» **Records for the task**

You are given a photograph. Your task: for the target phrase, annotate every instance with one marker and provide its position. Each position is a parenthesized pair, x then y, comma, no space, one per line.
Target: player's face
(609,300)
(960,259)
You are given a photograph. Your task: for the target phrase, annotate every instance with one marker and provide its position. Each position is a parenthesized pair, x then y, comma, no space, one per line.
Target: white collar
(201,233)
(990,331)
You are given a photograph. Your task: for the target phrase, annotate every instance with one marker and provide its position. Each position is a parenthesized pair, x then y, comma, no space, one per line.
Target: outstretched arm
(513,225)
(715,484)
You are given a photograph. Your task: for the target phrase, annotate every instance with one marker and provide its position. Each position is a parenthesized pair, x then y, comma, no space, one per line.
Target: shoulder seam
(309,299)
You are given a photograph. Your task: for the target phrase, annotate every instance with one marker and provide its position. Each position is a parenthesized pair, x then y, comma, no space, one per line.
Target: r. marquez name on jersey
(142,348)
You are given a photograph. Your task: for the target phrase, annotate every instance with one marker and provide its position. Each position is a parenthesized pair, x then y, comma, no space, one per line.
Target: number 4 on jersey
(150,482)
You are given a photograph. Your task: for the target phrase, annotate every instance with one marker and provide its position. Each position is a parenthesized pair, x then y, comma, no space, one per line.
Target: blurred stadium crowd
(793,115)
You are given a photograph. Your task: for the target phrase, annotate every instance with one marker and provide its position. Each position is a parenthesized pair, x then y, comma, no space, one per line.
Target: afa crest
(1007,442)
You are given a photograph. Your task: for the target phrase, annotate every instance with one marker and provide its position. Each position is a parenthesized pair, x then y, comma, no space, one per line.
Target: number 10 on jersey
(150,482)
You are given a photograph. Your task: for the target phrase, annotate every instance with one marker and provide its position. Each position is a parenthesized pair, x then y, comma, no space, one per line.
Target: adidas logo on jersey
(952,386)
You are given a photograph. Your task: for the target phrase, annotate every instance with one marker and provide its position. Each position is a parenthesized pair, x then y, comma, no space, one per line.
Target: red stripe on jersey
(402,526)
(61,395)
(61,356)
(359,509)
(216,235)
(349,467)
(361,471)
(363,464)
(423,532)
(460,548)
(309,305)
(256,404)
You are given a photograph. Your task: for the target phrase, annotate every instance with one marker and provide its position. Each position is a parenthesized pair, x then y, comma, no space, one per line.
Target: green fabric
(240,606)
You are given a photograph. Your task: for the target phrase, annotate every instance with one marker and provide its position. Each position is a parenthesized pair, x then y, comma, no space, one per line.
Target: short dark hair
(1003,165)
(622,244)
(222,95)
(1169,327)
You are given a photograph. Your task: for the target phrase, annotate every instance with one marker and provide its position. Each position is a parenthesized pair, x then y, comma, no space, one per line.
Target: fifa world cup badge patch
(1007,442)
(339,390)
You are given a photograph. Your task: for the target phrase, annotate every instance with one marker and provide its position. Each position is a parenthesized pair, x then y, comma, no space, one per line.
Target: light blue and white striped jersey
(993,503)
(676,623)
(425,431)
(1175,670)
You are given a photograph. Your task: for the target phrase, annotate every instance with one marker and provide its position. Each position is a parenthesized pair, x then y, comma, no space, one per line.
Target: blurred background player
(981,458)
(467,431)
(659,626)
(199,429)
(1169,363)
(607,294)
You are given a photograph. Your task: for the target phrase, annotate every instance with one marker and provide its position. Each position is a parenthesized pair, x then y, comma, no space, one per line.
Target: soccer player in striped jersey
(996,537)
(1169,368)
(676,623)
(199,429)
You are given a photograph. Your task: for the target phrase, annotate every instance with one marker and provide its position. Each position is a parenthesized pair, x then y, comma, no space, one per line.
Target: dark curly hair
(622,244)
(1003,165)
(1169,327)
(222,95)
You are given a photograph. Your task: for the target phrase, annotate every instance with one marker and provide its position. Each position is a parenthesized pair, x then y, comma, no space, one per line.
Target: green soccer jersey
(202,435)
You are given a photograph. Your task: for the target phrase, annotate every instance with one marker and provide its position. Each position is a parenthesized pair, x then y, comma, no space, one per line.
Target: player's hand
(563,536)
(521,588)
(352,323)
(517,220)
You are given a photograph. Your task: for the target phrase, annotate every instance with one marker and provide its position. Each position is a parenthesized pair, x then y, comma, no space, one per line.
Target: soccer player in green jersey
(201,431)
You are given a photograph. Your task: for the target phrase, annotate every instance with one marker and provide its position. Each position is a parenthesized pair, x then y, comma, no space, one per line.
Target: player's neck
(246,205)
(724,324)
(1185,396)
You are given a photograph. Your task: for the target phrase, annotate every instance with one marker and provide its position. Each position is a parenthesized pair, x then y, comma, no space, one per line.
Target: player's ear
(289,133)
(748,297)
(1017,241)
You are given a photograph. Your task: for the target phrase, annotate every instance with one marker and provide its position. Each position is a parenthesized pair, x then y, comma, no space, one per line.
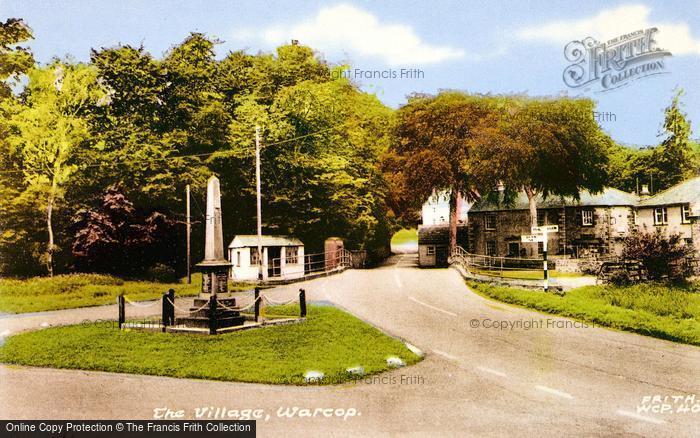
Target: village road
(490,370)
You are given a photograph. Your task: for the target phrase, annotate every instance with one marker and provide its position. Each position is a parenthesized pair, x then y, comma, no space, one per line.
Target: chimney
(645,191)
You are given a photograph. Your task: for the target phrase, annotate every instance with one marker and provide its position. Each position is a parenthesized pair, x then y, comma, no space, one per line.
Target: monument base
(200,317)
(214,276)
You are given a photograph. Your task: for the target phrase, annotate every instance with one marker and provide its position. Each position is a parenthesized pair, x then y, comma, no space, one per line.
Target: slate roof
(251,240)
(440,234)
(686,192)
(608,197)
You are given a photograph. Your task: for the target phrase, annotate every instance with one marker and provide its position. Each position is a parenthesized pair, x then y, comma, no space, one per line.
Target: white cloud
(346,28)
(610,23)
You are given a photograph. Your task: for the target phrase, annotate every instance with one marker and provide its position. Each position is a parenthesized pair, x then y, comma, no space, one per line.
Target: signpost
(539,234)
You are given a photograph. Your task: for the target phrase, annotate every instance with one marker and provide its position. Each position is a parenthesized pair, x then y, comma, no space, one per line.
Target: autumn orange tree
(431,150)
(546,146)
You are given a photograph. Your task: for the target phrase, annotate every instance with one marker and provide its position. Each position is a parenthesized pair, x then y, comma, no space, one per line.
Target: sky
(475,46)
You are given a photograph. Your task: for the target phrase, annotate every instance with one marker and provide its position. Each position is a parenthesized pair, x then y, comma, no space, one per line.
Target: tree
(673,159)
(15,60)
(107,238)
(49,129)
(542,147)
(432,149)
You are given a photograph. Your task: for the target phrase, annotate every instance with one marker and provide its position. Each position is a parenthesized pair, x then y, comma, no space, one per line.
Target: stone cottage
(595,224)
(675,210)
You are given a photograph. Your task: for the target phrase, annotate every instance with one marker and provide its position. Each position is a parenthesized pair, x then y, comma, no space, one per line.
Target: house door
(274,268)
(441,256)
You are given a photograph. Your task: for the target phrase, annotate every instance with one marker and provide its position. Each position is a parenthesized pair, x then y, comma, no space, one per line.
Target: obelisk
(214,267)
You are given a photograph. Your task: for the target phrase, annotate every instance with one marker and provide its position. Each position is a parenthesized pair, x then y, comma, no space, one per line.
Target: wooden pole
(189,231)
(544,262)
(257,304)
(165,317)
(258,201)
(213,323)
(120,302)
(302,302)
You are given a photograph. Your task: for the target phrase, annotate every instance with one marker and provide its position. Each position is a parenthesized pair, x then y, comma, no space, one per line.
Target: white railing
(320,262)
(494,265)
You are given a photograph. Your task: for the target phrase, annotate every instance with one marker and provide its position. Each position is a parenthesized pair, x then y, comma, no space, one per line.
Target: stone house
(675,210)
(434,244)
(595,224)
(436,210)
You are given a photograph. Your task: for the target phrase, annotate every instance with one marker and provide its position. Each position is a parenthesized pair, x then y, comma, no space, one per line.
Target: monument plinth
(215,268)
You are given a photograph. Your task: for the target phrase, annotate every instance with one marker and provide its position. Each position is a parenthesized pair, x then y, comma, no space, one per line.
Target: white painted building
(436,210)
(282,257)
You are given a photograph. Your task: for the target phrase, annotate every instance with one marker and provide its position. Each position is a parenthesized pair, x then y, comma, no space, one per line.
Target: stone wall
(604,236)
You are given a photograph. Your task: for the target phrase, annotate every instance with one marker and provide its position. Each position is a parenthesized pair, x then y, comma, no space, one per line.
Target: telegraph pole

» **Work task**
Set down the lines from the one with "Target: white painted building" through the end of the data above. Keep each exactly as written and add no other line.

» **Exercise output**
Target: white painted building
(436,210)
(282,257)
You are given a photograph. Your task: for the target phrase, annotate every instance with one marker and provide its position. Each position is a parenthesized pair, x then y, comma, no space, one per line.
Target: stone wall
(604,236)
You are given a photograph. Your task: for the target phrase, annotate every instance with one marker and provide its position. Each position is a parenthesized pair, x then y, comma, no space, one per line.
Target: telegraph pole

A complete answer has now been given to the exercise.